Records provided:

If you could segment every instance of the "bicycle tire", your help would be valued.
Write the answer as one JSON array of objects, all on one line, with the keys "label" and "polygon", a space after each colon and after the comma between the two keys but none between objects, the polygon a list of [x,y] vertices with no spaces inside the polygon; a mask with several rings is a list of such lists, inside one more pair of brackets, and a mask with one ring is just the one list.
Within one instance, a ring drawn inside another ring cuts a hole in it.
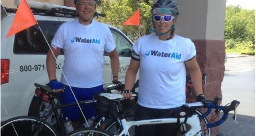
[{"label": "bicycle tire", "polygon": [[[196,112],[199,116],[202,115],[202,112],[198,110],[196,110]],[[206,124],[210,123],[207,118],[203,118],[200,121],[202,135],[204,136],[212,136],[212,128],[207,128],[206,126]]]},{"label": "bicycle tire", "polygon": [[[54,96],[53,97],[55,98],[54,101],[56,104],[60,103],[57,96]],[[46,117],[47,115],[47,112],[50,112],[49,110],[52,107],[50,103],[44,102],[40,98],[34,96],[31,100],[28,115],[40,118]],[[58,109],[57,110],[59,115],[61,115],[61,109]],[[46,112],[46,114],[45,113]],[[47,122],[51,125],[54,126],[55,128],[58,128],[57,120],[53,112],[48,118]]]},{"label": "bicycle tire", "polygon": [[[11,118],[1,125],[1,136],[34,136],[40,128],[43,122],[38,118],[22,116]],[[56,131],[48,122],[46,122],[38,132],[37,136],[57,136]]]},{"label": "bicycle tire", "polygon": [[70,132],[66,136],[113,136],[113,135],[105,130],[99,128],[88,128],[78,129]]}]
...
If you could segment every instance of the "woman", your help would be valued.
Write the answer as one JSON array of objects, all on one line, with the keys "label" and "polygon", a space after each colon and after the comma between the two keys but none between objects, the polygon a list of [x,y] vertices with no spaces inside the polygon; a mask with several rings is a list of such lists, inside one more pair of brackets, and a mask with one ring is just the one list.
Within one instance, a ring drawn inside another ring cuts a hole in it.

Aim: From the listing, extract every line that contains the word "instance".

Result of this exercise:
If you could segment every instance of the "bicycle tire", your help would be valued.
Within one instance, a ring drawn inside another ring cuts a hole in it.
If you could segment every instance of the "woman", your help would be valued.
Within one instance, a ring drawn inside another ring cuts a hole in it.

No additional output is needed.